**PROBLEM TO WORK ON**
Begin with the line that contains "Bound every red car present." and transcribe each line after it, up to and including the last line of the listing below.

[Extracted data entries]
* begin *
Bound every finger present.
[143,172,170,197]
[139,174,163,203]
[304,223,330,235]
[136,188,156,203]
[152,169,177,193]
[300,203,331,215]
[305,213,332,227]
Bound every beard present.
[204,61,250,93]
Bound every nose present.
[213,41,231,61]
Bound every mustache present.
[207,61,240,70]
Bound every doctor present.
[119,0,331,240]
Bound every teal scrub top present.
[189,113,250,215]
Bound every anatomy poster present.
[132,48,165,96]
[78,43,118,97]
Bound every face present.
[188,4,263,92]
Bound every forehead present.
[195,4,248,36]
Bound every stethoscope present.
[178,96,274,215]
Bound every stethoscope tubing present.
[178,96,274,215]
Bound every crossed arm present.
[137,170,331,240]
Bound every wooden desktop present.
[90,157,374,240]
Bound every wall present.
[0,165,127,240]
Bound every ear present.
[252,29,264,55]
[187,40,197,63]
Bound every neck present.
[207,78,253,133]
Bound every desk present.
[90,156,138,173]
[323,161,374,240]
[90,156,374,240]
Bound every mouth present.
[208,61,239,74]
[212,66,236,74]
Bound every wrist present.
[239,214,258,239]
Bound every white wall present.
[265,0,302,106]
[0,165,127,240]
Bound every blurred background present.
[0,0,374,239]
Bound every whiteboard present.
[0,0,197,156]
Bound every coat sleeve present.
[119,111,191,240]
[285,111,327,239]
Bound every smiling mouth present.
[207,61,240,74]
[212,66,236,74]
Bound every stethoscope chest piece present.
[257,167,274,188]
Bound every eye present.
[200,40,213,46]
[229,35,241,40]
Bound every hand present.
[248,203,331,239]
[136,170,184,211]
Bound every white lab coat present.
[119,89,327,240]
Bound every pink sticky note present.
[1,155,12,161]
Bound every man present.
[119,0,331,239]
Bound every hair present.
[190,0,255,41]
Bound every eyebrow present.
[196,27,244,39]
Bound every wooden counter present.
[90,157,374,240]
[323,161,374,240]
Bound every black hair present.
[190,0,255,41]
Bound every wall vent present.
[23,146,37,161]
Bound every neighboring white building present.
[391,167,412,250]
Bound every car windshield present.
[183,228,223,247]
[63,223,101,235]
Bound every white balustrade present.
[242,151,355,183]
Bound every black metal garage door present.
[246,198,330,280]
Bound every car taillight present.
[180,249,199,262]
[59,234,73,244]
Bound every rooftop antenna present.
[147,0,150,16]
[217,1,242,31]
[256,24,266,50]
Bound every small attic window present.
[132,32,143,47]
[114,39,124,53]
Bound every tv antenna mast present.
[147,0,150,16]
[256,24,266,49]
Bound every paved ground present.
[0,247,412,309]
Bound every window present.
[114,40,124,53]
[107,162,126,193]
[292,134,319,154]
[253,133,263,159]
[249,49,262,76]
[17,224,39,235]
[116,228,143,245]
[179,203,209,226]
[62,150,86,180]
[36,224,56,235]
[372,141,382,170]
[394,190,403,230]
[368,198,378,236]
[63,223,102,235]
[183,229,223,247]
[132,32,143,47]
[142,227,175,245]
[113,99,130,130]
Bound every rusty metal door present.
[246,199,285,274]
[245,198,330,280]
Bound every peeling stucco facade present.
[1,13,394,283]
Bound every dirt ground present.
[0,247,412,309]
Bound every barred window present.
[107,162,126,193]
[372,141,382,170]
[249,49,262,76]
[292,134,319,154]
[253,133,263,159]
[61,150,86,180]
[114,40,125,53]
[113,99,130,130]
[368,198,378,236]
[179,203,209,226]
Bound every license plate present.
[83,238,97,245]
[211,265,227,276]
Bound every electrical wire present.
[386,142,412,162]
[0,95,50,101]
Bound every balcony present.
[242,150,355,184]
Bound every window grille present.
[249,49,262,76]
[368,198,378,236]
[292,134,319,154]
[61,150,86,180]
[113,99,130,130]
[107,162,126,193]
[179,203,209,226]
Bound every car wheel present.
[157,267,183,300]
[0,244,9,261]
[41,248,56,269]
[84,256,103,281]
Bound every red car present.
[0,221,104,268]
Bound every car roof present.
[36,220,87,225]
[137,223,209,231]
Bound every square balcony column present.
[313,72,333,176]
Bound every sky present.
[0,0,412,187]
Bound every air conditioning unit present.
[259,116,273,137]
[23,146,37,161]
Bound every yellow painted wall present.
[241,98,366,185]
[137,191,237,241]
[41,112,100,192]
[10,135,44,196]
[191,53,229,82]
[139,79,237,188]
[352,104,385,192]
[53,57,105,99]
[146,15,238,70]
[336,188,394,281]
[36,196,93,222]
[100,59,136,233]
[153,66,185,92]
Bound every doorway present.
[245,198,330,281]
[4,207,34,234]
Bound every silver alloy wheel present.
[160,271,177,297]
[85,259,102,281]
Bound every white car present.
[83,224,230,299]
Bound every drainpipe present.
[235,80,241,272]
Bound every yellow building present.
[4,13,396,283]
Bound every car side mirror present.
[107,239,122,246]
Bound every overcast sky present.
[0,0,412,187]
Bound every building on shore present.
* end *
**WRITTEN ANSWER**
Bound every red car present.
[0,221,104,268]
Bound every car roof present.
[36,220,87,225]
[137,223,209,231]
Bound every square balcony column present.
[313,72,333,176]
Bound every sky present.
[0,0,412,187]
Bound every air conditioning unit present.
[259,116,273,137]
[23,146,37,161]
Bound every yellow painted wall present.
[241,98,366,185]
[137,191,237,241]
[41,112,100,192]
[10,135,44,196]
[191,53,229,82]
[139,79,237,188]
[352,104,385,192]
[53,57,105,99]
[146,15,238,70]
[336,188,394,281]
[36,196,93,222]
[100,59,136,233]
[153,66,185,92]
Bound every doorway present.
[245,198,330,281]
[4,207,34,234]
Bound every silver alloy wheel present.
[160,271,177,297]
[85,259,102,281]
Bound every white car present.
[83,224,230,299]
Bound every drainpipe present.
[235,80,241,272]
Bound every yellow building present.
[4,13,396,283]
Bound every car side mirror present.
[107,239,122,246]
Bound every overcast sky present.
[0,0,412,187]
Bound every building on shore present.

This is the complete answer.